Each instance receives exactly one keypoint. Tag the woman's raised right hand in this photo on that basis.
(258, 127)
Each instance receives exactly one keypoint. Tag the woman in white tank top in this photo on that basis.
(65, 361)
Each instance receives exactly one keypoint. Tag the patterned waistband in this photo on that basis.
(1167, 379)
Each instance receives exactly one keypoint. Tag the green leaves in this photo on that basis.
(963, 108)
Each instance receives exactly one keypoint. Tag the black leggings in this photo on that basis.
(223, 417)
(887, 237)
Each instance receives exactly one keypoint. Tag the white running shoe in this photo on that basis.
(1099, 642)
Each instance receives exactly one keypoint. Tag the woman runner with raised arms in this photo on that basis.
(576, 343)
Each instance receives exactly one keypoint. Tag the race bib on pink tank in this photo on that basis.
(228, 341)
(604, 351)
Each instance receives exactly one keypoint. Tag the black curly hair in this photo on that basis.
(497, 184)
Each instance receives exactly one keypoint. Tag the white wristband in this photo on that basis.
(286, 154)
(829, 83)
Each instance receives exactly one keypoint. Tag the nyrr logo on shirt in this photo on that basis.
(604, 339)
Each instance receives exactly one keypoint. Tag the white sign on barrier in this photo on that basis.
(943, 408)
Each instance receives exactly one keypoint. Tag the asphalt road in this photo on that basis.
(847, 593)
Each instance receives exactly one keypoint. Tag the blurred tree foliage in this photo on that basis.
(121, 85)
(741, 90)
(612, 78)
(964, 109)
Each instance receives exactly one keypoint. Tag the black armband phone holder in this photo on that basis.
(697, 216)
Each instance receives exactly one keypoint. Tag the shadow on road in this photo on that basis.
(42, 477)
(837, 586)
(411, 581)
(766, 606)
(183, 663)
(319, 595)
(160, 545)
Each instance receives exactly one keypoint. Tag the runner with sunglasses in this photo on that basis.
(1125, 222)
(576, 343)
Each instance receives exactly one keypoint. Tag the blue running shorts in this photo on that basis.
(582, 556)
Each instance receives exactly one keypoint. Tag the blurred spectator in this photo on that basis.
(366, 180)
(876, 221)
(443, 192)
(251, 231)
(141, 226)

^^^^^^^^

- **What is expected**
Emit the full listing verbatim.

- **Finished answer**
Each instance receives exactly one keypoint. Tag the woman's raised right hand in this photo on that basis.
(258, 127)
Each instance receives exactly one keypoint. Tag the woman in white tank top in this photo on that basis.
(65, 361)
Each instance receives exactly one keypoint. Tag the patterned waistband in this photo on that basis.
(1167, 379)
Each instance receives exactly one keypoint. Tag the green leaves in this photo on that basis.
(963, 108)
Each instance receives exactly one keypoint. Tag the black leggings in this photo on that basis.
(223, 417)
(887, 237)
Each instance receives exactly one keypoint. Tag the white running shoe in this photo on that basis.
(1099, 642)
Each instance receives exactly one keypoint. Tag the woman runner with raised arms in this photo on that basis.
(576, 343)
Each instance receives exactly one keypoint. Tag the race bib on pink tank in this photo on that basis.
(228, 341)
(604, 351)
Each instance receives exactly one keypoint. Tag the black curly hair in this photo on that basis.
(497, 184)
Each instance receives exactly one keypoint. Tag the white wristband in this photo on that basis.
(286, 154)
(829, 83)
Each instance receives exactly one keypoint. Tag the nyrr logo on shirt in this photo on that basis.
(604, 339)
Each instance receives exactly one keypoint. Tag the white sign on barrier in this photo on that basis.
(943, 408)
Each instance receives exactly one keypoint. Tag the asphalt road in this photo on that basis.
(847, 593)
Each instance receives exactly one keypoint. Tag the blurred tree foliage in this photo on that basis.
(121, 85)
(741, 90)
(612, 78)
(964, 109)
Each instance receives exactly one keypoint. Tag the black armband phone holder in this photo on that basis.
(697, 216)
Each instance receives exactly one keypoint. Tag the shadow on road in this photo on that basis.
(42, 477)
(837, 586)
(411, 581)
(766, 606)
(183, 663)
(319, 595)
(160, 545)
Each instance receives exactly one keypoint. Tag the runner with sunglasses in this photo on that basis.
(1125, 222)
(576, 343)
Each instance receives exactly one keypoint. Tag the blue running shorts in this photo on that basis.
(582, 556)
Each instance receives exactly one keypoint. Tag the blurred spectator in this photo on that basis.
(366, 180)
(876, 221)
(443, 192)
(251, 231)
(141, 226)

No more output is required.